=== DATASET CONTENT ===

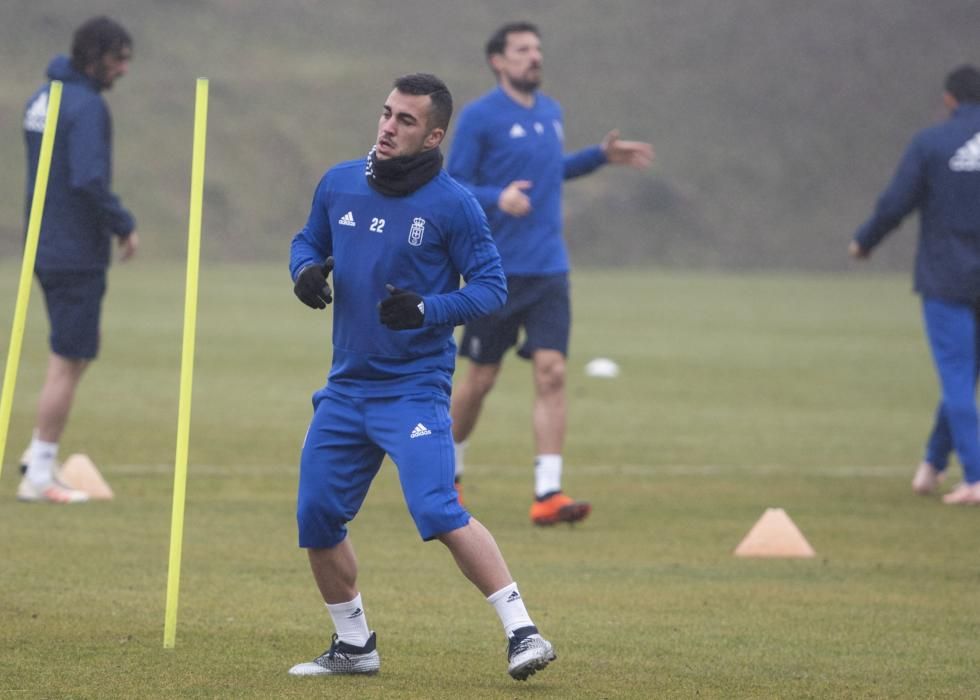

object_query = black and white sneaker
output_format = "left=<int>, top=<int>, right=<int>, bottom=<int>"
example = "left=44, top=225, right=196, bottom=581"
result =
left=289, top=632, right=381, bottom=676
left=507, top=625, right=558, bottom=681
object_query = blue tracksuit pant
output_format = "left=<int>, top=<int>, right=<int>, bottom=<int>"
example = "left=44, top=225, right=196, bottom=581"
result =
left=922, top=297, right=980, bottom=484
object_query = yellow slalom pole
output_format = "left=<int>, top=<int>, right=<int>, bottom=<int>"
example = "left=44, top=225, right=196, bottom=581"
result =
left=0, top=80, right=62, bottom=474
left=163, top=78, right=208, bottom=649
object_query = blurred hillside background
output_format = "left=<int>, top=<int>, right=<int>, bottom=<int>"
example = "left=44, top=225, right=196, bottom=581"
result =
left=0, top=0, right=980, bottom=270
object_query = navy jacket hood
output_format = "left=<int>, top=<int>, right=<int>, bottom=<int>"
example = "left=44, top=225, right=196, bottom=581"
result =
left=24, top=55, right=136, bottom=270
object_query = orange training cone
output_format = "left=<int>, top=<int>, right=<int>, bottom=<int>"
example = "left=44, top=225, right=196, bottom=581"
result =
left=58, top=454, right=114, bottom=501
left=735, top=508, right=816, bottom=557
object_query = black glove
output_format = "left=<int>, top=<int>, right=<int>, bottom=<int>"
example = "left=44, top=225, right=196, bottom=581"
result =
left=378, top=284, right=425, bottom=331
left=293, top=256, right=333, bottom=309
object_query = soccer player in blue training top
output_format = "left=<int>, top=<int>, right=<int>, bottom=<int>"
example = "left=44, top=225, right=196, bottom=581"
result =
left=17, top=17, right=139, bottom=504
left=447, top=22, right=653, bottom=525
left=850, top=66, right=980, bottom=505
left=289, top=74, right=555, bottom=680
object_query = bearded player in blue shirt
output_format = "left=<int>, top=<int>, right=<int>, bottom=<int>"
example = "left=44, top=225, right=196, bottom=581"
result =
left=448, top=22, right=653, bottom=525
left=289, top=74, right=555, bottom=680
left=849, top=65, right=980, bottom=505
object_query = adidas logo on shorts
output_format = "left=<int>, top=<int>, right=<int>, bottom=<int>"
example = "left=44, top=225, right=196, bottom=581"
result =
left=409, top=423, right=432, bottom=440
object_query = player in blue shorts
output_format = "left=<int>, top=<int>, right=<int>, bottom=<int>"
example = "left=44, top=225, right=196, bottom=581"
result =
left=17, top=17, right=139, bottom=504
left=289, top=74, right=555, bottom=680
left=447, top=22, right=653, bottom=525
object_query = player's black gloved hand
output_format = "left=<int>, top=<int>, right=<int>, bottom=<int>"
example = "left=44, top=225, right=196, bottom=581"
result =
left=378, top=284, right=425, bottom=331
left=293, top=256, right=333, bottom=309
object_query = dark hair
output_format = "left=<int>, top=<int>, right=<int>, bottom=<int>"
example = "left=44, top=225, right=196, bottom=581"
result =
left=395, top=73, right=453, bottom=129
left=71, top=17, right=133, bottom=71
left=487, top=22, right=541, bottom=60
left=945, top=64, right=980, bottom=102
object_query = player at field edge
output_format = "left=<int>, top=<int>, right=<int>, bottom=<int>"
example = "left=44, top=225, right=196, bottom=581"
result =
left=17, top=17, right=139, bottom=504
left=289, top=73, right=555, bottom=680
left=849, top=65, right=980, bottom=505
left=447, top=22, right=653, bottom=525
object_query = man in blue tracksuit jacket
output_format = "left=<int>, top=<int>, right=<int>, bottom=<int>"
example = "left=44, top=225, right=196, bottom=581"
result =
left=448, top=22, right=653, bottom=525
left=17, top=17, right=139, bottom=504
left=850, top=66, right=980, bottom=504
left=289, top=73, right=555, bottom=680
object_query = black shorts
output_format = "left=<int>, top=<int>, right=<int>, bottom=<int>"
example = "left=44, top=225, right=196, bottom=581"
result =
left=459, top=274, right=572, bottom=365
left=34, top=270, right=106, bottom=360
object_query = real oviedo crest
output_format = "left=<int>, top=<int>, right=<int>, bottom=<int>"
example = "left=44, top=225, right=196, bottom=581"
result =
left=408, top=217, right=425, bottom=246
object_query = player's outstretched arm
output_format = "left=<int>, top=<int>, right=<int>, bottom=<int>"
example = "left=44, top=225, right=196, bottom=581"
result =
left=599, top=129, right=653, bottom=170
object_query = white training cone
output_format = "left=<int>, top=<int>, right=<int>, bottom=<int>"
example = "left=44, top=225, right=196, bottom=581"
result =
left=58, top=454, right=115, bottom=501
left=735, top=508, right=816, bottom=557
left=585, top=357, right=619, bottom=379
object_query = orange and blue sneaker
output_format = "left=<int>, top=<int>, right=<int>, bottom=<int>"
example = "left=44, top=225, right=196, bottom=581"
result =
left=531, top=491, right=592, bottom=525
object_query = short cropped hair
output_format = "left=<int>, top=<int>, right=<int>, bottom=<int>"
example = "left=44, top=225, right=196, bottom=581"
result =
left=487, top=22, right=541, bottom=61
left=71, top=16, right=133, bottom=71
left=394, top=73, right=453, bottom=130
left=945, top=64, right=980, bottom=102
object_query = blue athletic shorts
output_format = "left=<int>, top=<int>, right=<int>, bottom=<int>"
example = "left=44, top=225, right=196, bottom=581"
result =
left=296, top=388, right=470, bottom=549
left=34, top=270, right=106, bottom=360
left=459, top=274, right=572, bottom=365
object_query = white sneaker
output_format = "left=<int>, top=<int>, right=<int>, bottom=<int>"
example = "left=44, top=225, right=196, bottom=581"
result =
left=289, top=632, right=381, bottom=676
left=507, top=625, right=558, bottom=681
left=943, top=481, right=980, bottom=506
left=912, top=462, right=946, bottom=495
left=17, top=476, right=88, bottom=505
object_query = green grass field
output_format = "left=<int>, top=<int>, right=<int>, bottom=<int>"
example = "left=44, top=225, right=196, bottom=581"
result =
left=0, top=264, right=980, bottom=700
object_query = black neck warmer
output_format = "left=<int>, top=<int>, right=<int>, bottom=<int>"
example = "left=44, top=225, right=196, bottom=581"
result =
left=364, top=148, right=442, bottom=197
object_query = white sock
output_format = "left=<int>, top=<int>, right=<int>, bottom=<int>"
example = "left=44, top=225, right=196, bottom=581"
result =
left=487, top=583, right=534, bottom=637
left=27, top=438, right=58, bottom=488
left=453, top=440, right=468, bottom=479
left=534, top=455, right=561, bottom=498
left=326, top=593, right=371, bottom=647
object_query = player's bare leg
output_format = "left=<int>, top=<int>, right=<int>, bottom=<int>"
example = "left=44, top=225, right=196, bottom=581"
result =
left=530, top=350, right=592, bottom=525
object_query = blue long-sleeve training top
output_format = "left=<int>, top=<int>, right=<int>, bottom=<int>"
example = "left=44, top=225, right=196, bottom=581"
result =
left=24, top=56, right=136, bottom=270
left=289, top=159, right=507, bottom=397
left=446, top=87, right=606, bottom=275
left=854, top=102, right=980, bottom=304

===

[TASK DIRECTIONS]
Rewrite the stretch of entries from the line containing "object_query = blue long-sleeve training top" through the end of the entries, replacing "long-sleeve" with "long-sleeved" and keeping everything else unchanged.

[WORKED ANSWER]
object_query = blue long-sleeved training top
output_format = "left=<int>, top=<int>, right=<int>, bottom=<int>"
example = "left=44, top=225, right=196, bottom=581"
result =
left=24, top=56, right=136, bottom=270
left=289, top=159, right=507, bottom=397
left=446, top=87, right=606, bottom=275
left=854, top=102, right=980, bottom=304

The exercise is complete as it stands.